# Work to be completed
Please pull out every line of the material below that contains the word "dark", treating uppercase and lowercase as different.

-- START Raw records --

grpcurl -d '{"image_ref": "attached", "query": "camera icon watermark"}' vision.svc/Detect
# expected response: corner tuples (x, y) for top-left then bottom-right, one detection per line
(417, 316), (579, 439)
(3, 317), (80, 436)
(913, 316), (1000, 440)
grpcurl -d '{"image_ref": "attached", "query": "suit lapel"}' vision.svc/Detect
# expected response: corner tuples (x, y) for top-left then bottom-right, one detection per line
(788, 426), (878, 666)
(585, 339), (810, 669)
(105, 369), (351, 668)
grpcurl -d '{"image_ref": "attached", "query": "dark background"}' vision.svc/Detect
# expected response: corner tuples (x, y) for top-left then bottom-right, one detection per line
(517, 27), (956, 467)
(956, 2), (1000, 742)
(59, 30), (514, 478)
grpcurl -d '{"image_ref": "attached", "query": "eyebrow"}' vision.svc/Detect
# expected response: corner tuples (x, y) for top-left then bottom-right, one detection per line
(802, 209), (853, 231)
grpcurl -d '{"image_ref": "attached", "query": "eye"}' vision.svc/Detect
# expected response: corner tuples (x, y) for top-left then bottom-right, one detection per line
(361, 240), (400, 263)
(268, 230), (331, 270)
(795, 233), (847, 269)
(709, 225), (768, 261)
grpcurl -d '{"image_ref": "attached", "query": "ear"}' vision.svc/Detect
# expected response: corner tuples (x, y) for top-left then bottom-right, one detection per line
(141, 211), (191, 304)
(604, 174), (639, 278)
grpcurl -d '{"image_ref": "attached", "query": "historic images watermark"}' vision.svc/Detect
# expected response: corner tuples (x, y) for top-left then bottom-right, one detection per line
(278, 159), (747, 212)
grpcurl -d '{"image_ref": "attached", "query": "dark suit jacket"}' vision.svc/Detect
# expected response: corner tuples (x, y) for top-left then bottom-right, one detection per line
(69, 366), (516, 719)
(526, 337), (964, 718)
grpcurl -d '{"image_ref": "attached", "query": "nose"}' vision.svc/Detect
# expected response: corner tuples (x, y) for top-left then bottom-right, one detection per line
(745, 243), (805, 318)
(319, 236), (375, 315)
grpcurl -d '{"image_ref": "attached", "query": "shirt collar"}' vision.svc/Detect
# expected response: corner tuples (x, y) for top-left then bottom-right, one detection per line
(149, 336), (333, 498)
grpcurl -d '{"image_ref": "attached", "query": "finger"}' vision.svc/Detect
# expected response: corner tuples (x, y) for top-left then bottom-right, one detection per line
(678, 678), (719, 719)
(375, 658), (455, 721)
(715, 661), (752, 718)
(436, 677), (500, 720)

-- END Raw records --

# The solution
grpcurl -d '{"image_ref": "attached", "query": "dark background"}' vision.svc/Detect
grpcurl -d '{"image_ref": "attached", "query": "dark suit jacket"}' vision.svc/Detect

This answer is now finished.